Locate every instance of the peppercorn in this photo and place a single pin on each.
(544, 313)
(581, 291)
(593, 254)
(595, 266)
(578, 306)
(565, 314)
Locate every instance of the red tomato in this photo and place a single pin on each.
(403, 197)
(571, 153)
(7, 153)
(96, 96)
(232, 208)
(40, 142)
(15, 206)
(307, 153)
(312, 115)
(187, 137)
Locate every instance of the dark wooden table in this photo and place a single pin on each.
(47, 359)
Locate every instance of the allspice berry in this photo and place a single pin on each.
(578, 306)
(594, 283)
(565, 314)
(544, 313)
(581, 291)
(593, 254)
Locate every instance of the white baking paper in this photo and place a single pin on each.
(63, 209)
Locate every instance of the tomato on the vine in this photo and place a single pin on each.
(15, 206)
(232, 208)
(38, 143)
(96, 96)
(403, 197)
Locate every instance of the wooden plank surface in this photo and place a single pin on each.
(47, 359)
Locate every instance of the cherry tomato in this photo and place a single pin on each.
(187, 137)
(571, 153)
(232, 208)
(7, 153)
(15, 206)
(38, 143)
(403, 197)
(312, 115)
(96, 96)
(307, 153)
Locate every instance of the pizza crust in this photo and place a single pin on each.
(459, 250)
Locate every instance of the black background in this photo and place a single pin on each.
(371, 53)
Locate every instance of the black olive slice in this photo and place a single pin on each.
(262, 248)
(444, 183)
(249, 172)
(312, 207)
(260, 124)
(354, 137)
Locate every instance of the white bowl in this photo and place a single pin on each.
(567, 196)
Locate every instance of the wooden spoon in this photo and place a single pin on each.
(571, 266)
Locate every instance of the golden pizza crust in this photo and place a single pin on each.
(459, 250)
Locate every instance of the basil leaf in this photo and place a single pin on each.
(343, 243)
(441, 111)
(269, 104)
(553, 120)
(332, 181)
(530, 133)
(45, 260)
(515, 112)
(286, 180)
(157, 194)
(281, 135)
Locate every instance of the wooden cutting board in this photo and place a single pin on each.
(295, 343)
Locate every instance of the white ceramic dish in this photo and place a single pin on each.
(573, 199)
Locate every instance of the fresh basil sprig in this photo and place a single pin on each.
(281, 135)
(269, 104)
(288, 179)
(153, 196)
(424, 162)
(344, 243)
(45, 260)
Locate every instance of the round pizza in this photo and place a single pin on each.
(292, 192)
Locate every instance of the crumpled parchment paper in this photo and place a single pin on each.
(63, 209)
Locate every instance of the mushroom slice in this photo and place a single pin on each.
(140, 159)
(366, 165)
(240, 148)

## TASK OBJECTIVE
Copy out every record above word for word, keeping them in the same order.

## FINAL RESULT
Locate every instance of the peppercorn in this photo and place a single pin on each.
(544, 313)
(581, 291)
(593, 254)
(595, 266)
(578, 306)
(565, 314)
Locate every instance of the red tomato in this photo and place a single pin on each.
(403, 197)
(571, 153)
(7, 153)
(96, 96)
(232, 208)
(40, 142)
(15, 206)
(307, 153)
(312, 115)
(187, 137)
Locate every instance of the dark wooden table in this photo and place a single pin on each.
(47, 359)
Locate every instance of the allspice berry in this photo and place a single pin on each.
(578, 306)
(594, 283)
(565, 314)
(544, 313)
(581, 291)
(593, 254)
Locate every instance of the white baking paper in this photo and place a single pin on each.
(63, 209)
Locate every instance of the tomato on the vine in this photo and place a single pin on each.
(15, 206)
(232, 208)
(38, 143)
(96, 96)
(403, 197)
Locate every instance of the wooden plank surface in this photo and place a single pin on each.
(47, 359)
Locate every instance of the cherry tomato in this photo and place a single pin on each.
(187, 137)
(571, 153)
(232, 208)
(7, 153)
(15, 206)
(38, 143)
(403, 197)
(312, 115)
(96, 96)
(307, 153)
Locate every instance of the pizza crust in this photo and place a single pin on each.
(459, 250)
Locate every instance of the black background in this photo and place a single pin on each.
(371, 53)
Locate every instance of the black olive slice in this photo and place a single pin on each.
(262, 248)
(444, 183)
(249, 172)
(312, 207)
(260, 124)
(354, 137)
Locate every instance of the white bowl in this photo and place a single pin on each.
(567, 196)
Locate every instance of the wooden spoon in this photo and place a single pin on each.
(571, 266)
Locate every instance of the golden pizza crust in this photo and place a single pin on each.
(459, 250)
Locate every instance of the basil leaf in this photo and place a single pin on each.
(343, 243)
(441, 111)
(269, 104)
(553, 120)
(332, 181)
(530, 133)
(45, 260)
(515, 112)
(286, 180)
(157, 194)
(281, 135)
Locate every instance of the wooden cutting board in this photo and place a single pin on each.
(295, 343)
Locate every instance of the white ceramic dish in this photo and place a single pin on each.
(573, 199)
Locate every instance of the fresh basil sprig in this photo and place a single pin on each.
(281, 135)
(269, 104)
(288, 179)
(153, 196)
(424, 162)
(344, 243)
(45, 260)
Locate every instance of the round pizza in this photo and place a single pin on each.
(292, 192)
Locate every instance of the crumpled parchment paper in this photo and place a single pin on each.
(63, 209)
Locate every instance of the mushroom slice in this photo and place a single pin on each.
(140, 159)
(366, 165)
(240, 148)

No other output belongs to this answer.